EXERCISE DETAILS: Continue the court passage about the two traffic stops from where it stops.
--- Start PAGE EXTRACT ---
Because he was driving an undercover vehicle, Detective Engelman requested that uniformed officers conduct a traffic stop. As he was broadcasting the truck's description and location, Detective Engelman heard an urgent assistance radio call for help for Detective Reed, who was to have been conducting a traffic stop of the Taurus. When he heard the urgent assistance call, Detective Engleman concluded that the man in the Taurus must have been fleeing, fighting, armed, or some combination of those circumstances, and therefore recommended that the stop of the truck be considered a high risk or felony traffic stop.

The Court heard testimony from Detective Reed that after she pulled Glazier over, he exited the vehicle and began running. As she chased Glazier, Officer Reed relayed the situation to dispatch and they put out an urgent assistance call on all police channels. After a short chase, Detective Reed apprehended Glazier and brought him back to her car.

Uniformed patrol officer Kurt Franceus responded to Detective Engelman's call for uniformed assistance in making a traffic stop of the silver Dodge truck. He knew that he was acting pursuant to a drug investigation and per a detective's request, but did not know the details of the underlying investigation. Officer Franceus located the truck, followed it, and per Detective Engelman's instructions conducted a stop using extra caution for officer safety. Officer Franceus recovered a handgun from the Defendant's waistband area during a patdown frisk, and observed marijuana in plain view inside the truck. Police also found cash, two pounds of marijuana, and packaging consistent with large quantities of marijuana.
--- End PAGE EXTRACT ---
--- Start DATA ENTRIES ---
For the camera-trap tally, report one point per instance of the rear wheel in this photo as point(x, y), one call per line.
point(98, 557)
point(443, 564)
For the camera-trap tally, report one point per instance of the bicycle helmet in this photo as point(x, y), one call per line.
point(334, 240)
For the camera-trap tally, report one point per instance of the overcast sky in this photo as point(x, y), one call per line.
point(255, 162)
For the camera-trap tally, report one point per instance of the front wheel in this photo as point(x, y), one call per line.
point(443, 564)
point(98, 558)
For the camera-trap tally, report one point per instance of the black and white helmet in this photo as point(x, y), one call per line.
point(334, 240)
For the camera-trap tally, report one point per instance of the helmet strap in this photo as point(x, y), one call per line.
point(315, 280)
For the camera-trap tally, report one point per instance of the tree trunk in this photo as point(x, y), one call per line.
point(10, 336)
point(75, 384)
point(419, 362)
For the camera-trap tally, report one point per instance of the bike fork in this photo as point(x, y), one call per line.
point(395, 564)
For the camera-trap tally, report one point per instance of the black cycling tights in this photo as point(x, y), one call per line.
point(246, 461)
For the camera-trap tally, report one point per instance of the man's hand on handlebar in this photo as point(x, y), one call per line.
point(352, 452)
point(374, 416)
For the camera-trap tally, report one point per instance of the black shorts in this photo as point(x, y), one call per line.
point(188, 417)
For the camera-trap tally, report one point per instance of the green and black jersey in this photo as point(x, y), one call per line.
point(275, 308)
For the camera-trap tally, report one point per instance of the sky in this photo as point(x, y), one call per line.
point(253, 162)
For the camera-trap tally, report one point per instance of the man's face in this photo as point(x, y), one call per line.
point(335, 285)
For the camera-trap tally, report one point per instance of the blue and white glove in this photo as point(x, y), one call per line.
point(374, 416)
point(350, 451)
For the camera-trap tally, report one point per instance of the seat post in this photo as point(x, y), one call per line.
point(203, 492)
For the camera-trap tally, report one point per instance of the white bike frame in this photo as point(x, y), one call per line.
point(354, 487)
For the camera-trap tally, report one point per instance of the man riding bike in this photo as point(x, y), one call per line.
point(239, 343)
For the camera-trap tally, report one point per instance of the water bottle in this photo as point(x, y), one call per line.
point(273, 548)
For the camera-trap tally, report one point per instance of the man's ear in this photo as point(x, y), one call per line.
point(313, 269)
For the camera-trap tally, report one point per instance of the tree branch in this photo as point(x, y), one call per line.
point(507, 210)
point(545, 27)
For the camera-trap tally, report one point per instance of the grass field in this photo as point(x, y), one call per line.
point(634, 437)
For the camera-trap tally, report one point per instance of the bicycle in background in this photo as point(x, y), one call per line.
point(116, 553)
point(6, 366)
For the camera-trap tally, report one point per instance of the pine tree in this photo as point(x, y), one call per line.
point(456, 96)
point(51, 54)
--- End DATA ENTRIES ---
THE RESULT:
CONCLUSIONS OF LAW

The Fourth Amendment protects the right of "the people to be secure in their persons, houses, papers, and effects, against unreasonable searches and seizures." U.S. Const. amend. IV. Police officers are justified in conducting a brief investigative stop if the officer is "able to point to specific and articulable facts which, taken together with rational inferences from those facts, reasonably warrant that intrusion." Terry v. Ohio, 392 U.S. 1, 21 (1968). Although reasonable suspicion requires more than a mere "hunch," it is a measure of suspicion less demanding than that required for probable cause. United States v. Sokolow, 490 U.S. 1, 7 (1989). It is a "commonsense, nontechnical" concept that deals with "the factual and practical consideration of everyday life on which reasonable and prudent men, not legal technicians, act." Ornelas v. United States, 517 U.S. 690, 695 (1996) (internal quotations marks omitted). In assessing the reasonableness of a Terry stop, the facts are "judged against an objective standard: would the facts available to the officer at the moment of seizure or the search `warrant a man of reasonable caution in the belief' that the action taken was appropriate?" United States v. Tilmon, 19 F.3d 1221, 1224 (7th Cir. 1994) (quoting Terry, 392 U.S. at 21-22).

The Defendant recognizes that police officers are justified in conducting a brief investigative stop so long as it is supported by articulable suspicion, but maintains that Detective Engleman did not have reasonable suspicion to believe that he was engaged in criminal activity on the afternoon of March 31, 2009. In so arguing, he focuses on the fact that no member of law enforcement observed the Defendant at the apartment complex, or saw him commit any crime or infraction. Therefore, he argues, the police "basically did nothing but rely upon the word of a single, untrained, uncorroborated civilian witness." (Brief 7, DE 57.) Because much of the Defendant's challenge to the level of suspicion that was reasonable in this case rests on the conclusion that the police did not establish the reliability of the witness who reported the Defendant's actions to the police, the Court will address the matter of her reliability first.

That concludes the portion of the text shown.